## ЧТО НУЖНО СДЕЛАТЬ
**a)** Скопируйте без изменений фрагмент текста о Геродоте и воцарении Дария I между словами «Получается, Геродот передал» и «тот же человек.», включая оба.
**b)** Продолжите текст о Геродоте и воцарении Дария I, начав сразу после его последнего предложения.

Яркий пример опоры Геродота именно на устные свидетельства — его подробный рассказ о судьбоносных событиях, происходивших в Персидской державе в 522 году до н. э. и приведших на престол Дария I (III. 30 и след.){178}. У царя Камбиса, повествует «История», был младший брат по имени Смердис, тоже сын Кира Великого. Когда Камбис завоевывал Египет, Смердис находился в Персии. Камбис, который в последние годы жизни стал крайне подозрительным и жестоким, посчитал, что Смердис может перехватить у него власть, и послал в Сузы своего человека — тайно убить брата. Приказ был исполнен, но смерть царевича держали в тайне, о которой каким-то образом прослышал один маг (в исконном смысле слова — жрец зороастрийской религии) и стал выдавать себя за Смердиса, пользуясь внешним сходством с ним (он якобы даже носил то же имя).

В это время в Египте, вдали от родины, внезапно умер Камбис, и самозванец провозгласил себя царем. Через некоторое время, однако, у некоторых представителей персидской верхушки возникли подозрения в его «подлинности». Семь знатных персов составили заговор и осуществили государственный переворот: убили Лже-Смердиса, а новым правителем решили сделать кого-то из своей среды. Эта честь выпала Дарию.

Те же события описаны в важнейшем персидском источнике — Бехистунской надписи Дария I. Во всём, что касается основной канвы, мы находим полное совпадение между двумя повествованиями. В надписи говорится об убитом брате Камбиса, который назван своим настоящим именем — Бардия («Смердис» — греческое искажение). Фигурирует там и узурпатор; приводится его подлинное имя — Гаумата, причем, как и у Геродота, отмечается, что он был магом. Перечислены семь доблестных персов, свергнувших мага. И опять этот перечень совпадает с геродотовским — не считая того же понятного нюанса, что в надписи имена употребляются в оригинальной персидской форме, а в «Истории» — в эллинизованной.

Получается, Геродот передал в своем труде официальную ахеменидскую версию прихода Дария к власти — версию, вне всякого сомнения, разработанную самим «Великим царем». Кстати, в современной науке нередко указывается, что Дарий, стремясь представить события в выгодном для себя свете, исказил действительность: на самом деле не было никакого мага Гауматы, а заговорщики умертвили настоящего Бардию-Смердиса{179}, то есть как раз Дарий являлся узурпатором. Но, как известно, победителей не судят и у них есть все возможности «переписать прошлое» в своих интересах. Кстати, не потому ли в «Истории» указано, что мага, как и настоящего брата Камбиса, звали Смердисом? Возможно, тут отразилось смутное ощущение, что это был один и тот же человек.

## ИСХОДНЫЕ ДАННЫЕ
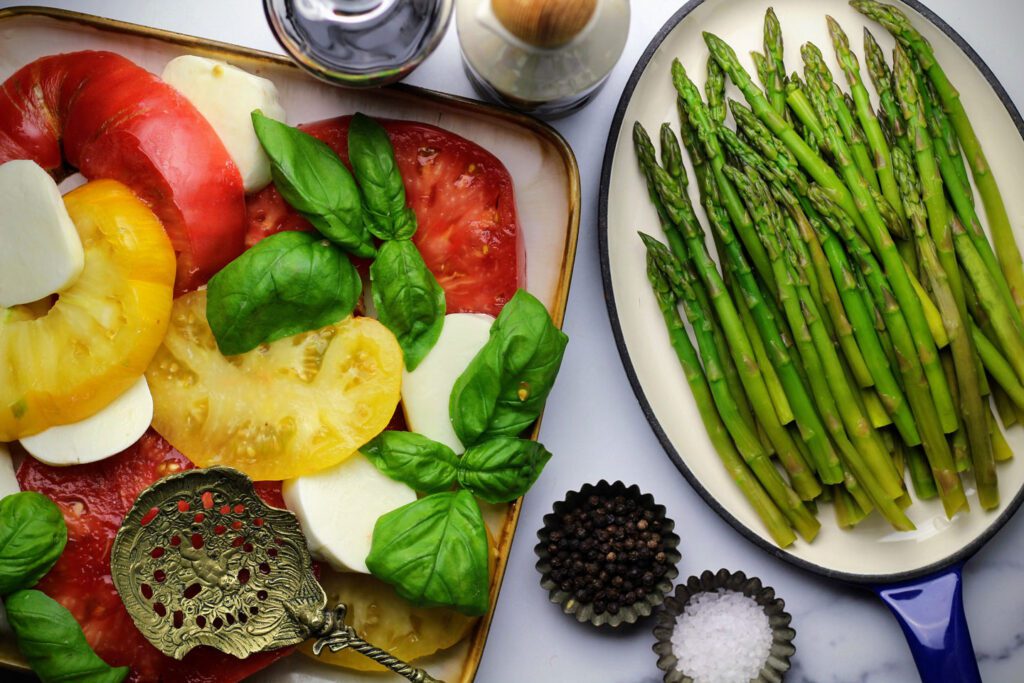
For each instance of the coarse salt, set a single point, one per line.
(721, 637)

## ОТВЕТЫ НА ЗАДАНИЯ
**a)**
Получается, Геродот передал в своем труде официальную ахеменидскую версию прихода Дария к власти — версию, вне всякого сомнения, разработанную самим «Великим царем». Кстати, в современной науке нередко указывается, что Дарий, стремясь представить события в выгодном для себя свете, исказил действительность: на самом деле не было никакого мага Гауматы, а заговорщики умертвили настоящего Бардию-Смердиса{179}, то есть как раз Дарий являлся узурпатором. Но, как известно, победителей не судят и у них есть все возможности «переписать прошлое» в своих интересах. Кстати, не потому ли в «Истории» указано, что мага, как и настоящего брата Камбиса, звали Смердисом? Возможно, тут отразилось смутное ощущение, что это был один и тот же человек.

**b)**
Итак, Геродот излагает официальную персидскую версию, содержащуюся в Бехистунской надписи. Означает ли это, что он где-нибудь прочел эту версию? Саму надпись, выбитую на скале в горной местности Ирана, он читать, конечно, не мог, поскольку там не бывал. Однако не приходится сомневаться, что официальная версия была по приказу Дария растиражирована и разослана по сатрапиям огромной державы. Там она, конечно, переводилась на местные языки населявших сатрапии народов. Не исключено, что появился и греческий перевод, ведь греки составляли не столь уж и малую часть жителей подвластных персам областей Малой Азии.

Тем не менее можно с уверенностью утверждать: «Отец истории», составляя свой рассказ о маге и Дарий, опирался не на официальные документы, а на устную традицию, бытовавшую в империи Ахеменидов. Его повествование и изложение в Бехистунской надписи совпадают именно по основной канве. Надпись, как и положено документальному памятнику, суха и бесстрастна, а рассказ Геродота изобилует сочными, живыми деталями, которые могут происходить только из фольклора.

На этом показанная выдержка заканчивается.